- GOAL -
Please give the lines below as a numbered list, leaving out blank lines. Begin at the start of the listing and stop after the line that contains "left=633, top=417, right=640, bottom=455".

- Rows from a box-labeling dataset -
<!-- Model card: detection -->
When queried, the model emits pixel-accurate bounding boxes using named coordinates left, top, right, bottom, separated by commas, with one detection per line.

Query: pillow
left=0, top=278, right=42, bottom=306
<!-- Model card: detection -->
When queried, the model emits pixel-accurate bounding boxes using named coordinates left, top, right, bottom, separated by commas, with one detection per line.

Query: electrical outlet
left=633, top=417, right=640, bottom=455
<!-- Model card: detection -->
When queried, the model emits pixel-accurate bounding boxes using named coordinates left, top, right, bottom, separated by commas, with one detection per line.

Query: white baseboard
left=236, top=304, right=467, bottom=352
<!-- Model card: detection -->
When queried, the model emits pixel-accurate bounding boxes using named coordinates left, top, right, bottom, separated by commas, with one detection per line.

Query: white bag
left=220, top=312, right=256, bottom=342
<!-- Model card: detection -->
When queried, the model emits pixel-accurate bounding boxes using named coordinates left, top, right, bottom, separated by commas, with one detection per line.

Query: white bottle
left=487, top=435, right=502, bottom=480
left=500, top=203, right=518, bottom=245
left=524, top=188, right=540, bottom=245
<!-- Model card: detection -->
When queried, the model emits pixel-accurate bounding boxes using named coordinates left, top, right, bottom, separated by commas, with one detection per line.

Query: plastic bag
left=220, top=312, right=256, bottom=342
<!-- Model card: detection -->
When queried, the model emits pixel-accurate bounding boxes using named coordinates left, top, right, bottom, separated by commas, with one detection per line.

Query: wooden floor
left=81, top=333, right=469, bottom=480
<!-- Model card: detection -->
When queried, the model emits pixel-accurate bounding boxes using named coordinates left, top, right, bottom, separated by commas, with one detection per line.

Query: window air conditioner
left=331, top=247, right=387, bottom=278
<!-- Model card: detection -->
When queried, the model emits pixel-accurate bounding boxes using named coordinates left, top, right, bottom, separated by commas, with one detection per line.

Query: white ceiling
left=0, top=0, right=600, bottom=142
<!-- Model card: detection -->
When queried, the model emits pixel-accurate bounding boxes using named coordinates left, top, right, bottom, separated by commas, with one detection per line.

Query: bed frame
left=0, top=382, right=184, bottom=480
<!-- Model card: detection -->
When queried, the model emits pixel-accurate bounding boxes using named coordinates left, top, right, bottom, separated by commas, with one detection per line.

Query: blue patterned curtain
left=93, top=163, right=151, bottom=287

- RESULT FOR THIS TASK -
1. <!-- Model card: detection -->
2. When queried, the model emits pixel-accurate bounding boxes using named coordinates left, top, right, bottom, separated by commas, with one detection per line.
3. Query: pillow
4. left=0, top=278, right=42, bottom=306
5. <!-- Model card: detection -->
6. When queried, the model emits pixel-accurate bounding boxes using named coordinates left, top, right, bottom, separated by commas, with one detection per line.
7. Query: electrical outlet
8. left=633, top=417, right=640, bottom=455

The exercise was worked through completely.